#### Written task:
Please transcribe the records precisely; pictures stay out of your copy.

BEGIN Information shown

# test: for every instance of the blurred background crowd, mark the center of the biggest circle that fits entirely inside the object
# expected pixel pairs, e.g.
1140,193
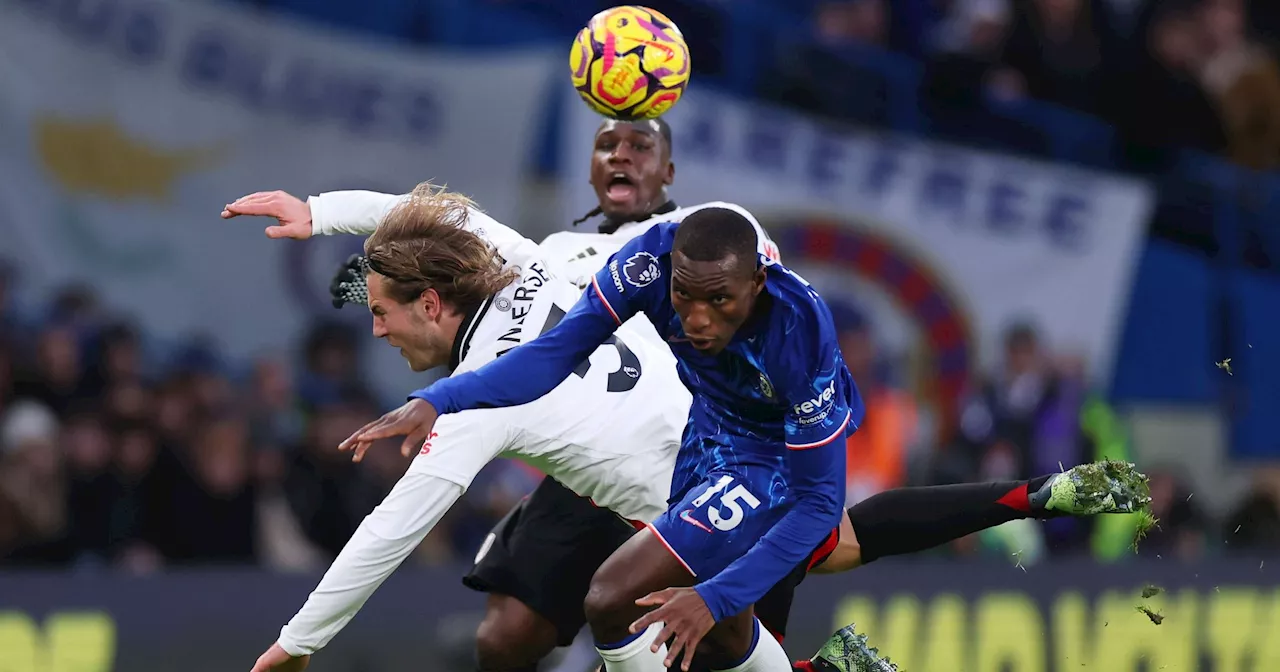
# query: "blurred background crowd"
119,451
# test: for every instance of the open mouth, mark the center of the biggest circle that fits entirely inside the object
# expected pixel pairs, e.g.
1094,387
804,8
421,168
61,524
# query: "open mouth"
702,343
620,188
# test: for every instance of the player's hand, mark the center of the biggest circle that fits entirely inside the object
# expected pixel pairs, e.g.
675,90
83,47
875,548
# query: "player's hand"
292,215
277,659
414,421
685,617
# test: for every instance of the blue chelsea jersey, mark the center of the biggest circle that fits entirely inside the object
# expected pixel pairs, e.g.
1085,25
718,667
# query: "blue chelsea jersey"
778,396
781,379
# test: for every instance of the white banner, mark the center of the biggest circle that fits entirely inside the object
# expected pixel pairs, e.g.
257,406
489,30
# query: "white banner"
944,247
126,126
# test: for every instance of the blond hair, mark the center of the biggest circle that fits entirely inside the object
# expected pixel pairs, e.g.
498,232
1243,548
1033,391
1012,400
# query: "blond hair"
423,245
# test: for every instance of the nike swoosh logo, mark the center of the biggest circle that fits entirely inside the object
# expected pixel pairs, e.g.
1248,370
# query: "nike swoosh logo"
688,516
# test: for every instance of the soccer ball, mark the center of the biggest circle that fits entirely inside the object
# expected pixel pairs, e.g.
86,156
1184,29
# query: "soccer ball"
630,63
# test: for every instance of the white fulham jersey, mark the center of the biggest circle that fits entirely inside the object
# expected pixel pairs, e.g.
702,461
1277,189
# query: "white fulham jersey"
609,432
577,256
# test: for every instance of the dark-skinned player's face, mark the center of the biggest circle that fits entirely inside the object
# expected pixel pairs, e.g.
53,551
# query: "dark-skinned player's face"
630,169
713,298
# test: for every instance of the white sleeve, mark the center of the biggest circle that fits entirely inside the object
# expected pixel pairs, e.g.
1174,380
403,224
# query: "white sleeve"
460,446
350,211
380,544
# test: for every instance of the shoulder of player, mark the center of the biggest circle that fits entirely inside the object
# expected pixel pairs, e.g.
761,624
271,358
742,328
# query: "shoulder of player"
799,314
516,315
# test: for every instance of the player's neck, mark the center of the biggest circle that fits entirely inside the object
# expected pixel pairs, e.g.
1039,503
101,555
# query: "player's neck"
612,224
758,319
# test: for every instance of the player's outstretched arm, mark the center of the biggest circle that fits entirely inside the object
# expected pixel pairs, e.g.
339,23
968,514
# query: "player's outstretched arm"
330,213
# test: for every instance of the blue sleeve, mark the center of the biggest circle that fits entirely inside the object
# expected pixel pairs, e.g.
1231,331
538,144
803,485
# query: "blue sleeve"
531,370
817,389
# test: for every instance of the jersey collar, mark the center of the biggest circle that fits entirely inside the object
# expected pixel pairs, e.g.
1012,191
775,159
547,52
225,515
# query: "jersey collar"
467,329
611,225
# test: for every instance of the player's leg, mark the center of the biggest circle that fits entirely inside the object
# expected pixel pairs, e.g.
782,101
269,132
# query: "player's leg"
536,566
684,547
909,520
512,638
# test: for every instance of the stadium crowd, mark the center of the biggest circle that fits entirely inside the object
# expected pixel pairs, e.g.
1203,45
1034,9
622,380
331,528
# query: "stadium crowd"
119,453
1166,73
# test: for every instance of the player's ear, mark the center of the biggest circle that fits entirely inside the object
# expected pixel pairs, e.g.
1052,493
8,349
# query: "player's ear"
430,302
758,280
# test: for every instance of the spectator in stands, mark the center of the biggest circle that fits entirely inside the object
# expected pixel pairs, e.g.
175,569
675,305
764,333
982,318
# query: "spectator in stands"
1056,48
1182,529
822,74
8,305
330,365
1253,525
968,45
328,494
1243,78
1022,420
1162,105
55,375
213,503
878,451
32,484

END Information shown

#### Response:
# test: for every instance of the blurred background crowd, mark the center of the biggest circle that fits entirely inside the object
# expected pixel pairs, e.g.
1140,193
# query: "blurred background crowd"
119,451
# test: for every instance of the open mouth, mark the center of the biggest circle that fits entirely inside the object
# expected pixel pairs, e.g.
1094,387
804,8
421,168
61,524
# query: "open mouth"
702,343
620,188
# test: for every instance of the player's hand, mark the center of the biggest circle that fits entirely inside the object
# expected pixel pairs, e.g.
675,90
83,47
875,548
# query: "player's hand"
292,215
277,659
414,421
685,617
# test: for every instance of the blue chelsea jersey, mark the center of the biggest circle that fits entirely inside the object
# expected pixel pairs, e.g.
1085,25
718,667
# query: "blue chelsea jersey"
778,396
781,379
# test: for every instance of the white banner, mark the center of the biggest circle that fits entirely inside the object
# expected pixel pairs, e.g.
257,406
489,30
# query: "white banner"
944,247
126,126
# test: for every instance of the blond hair, mark the center of the biggest circle that fits entirely inside the object
# expected pixel pairs, e.g.
498,232
1243,548
1033,391
1012,400
# query: "blond hair"
423,245
# test: for every instance of the nike swoosh logo, mark the center of the biggest circle that fits entirely inside the object
# expected pixel pairs, e.g.
1248,370
# query: "nike swoosh logo"
688,516
# test: for every instance of the soccer ball, mark the center of the biggest circle that fits entirely inside the object
# expected pixel pairs, e.g.
86,156
1184,29
# query: "soccer ball"
630,63
# test: for every instance of the white fulham jersey, mark the center of the biggest circle that fits entirely inside the object
# expected pixel pairs, e.g.
702,461
1277,189
# query: "white fulham jersey"
609,432
577,256
# test: for every instance of the dark-skinned player's face, mark the center of the biggest circle that fits entirely inside the object
# expected pixel pairs, e.g.
53,551
# query: "dark-skinned player's face"
630,169
713,298
# test: for every instance of the white sleeve, mark the center of the biggest circle that fits entirely inside the object
# expected pixel pairs, e.g.
1174,380
403,224
# query: "white sleeve"
460,446
350,211
380,544
# test: for every instance of the shoulder of player, mark the center of the biggest circle that fits entirely inside the object
# expected pixel pairs, e.g.
761,624
271,358
742,328
# query: "shoulder of player"
799,314
516,315
# test: for every instance of the player's neck, mark the center of the biggest circle that fits entirely inside the object
# expected pixel pairs, e.g.
1039,503
101,555
# query: "player's neck"
612,224
758,319
# test: for every instance of the player's outstretched arm, mark the center of the biggest circle that fits entirely inside the object
# expected pixel pairs, e.g.
339,23
968,514
# query: "player's outstretched arm"
330,213
# test: for every instance of the blue sleeve, mark the center of the biggest circle that fits entirely inside the object
# expected pixel pairs, e.g.
1231,331
538,144
803,485
# query: "blue sleeve"
531,370
817,389
# test: for every instance of the jersey collar, mark the center of the biggest circle that fits entirely inside the object
# expected pixel pairs, e.g.
1012,191
775,159
547,52
225,515
# query: "jersey collar"
467,329
611,225
# test: for every instance of the player's leg, mark the center of the biggest circle that fits entirely inside the object
# expected pixel pairs, e.g.
782,101
269,132
# query: "player's leg"
536,566
684,547
909,520
512,638
# test: for every instance of the stadium crowd, mark the center of the biggest circle that fits entirely inside the object
# expected pixel pairs, e.g.
1203,45
1034,9
622,380
331,528
# query: "stadium crowd"
119,453
1166,73
# test: for every instance of the player's ear, mark the center of the biggest circle that fits entirely inside the object
# expected pixel pairs, e.g.
1052,493
8,349
# query: "player's ear"
430,302
758,280
# test: for every instance of the spectator in stands, mark the center of the biggest circle that fits entirely inside the object
# expected pixel pairs, e.g.
175,569
675,305
764,333
982,318
# query: "spectator in stands"
1056,48
1182,529
822,74
8,305
330,365
1253,525
968,45
328,494
1243,78
1022,420
1162,105
55,375
213,503
878,451
32,484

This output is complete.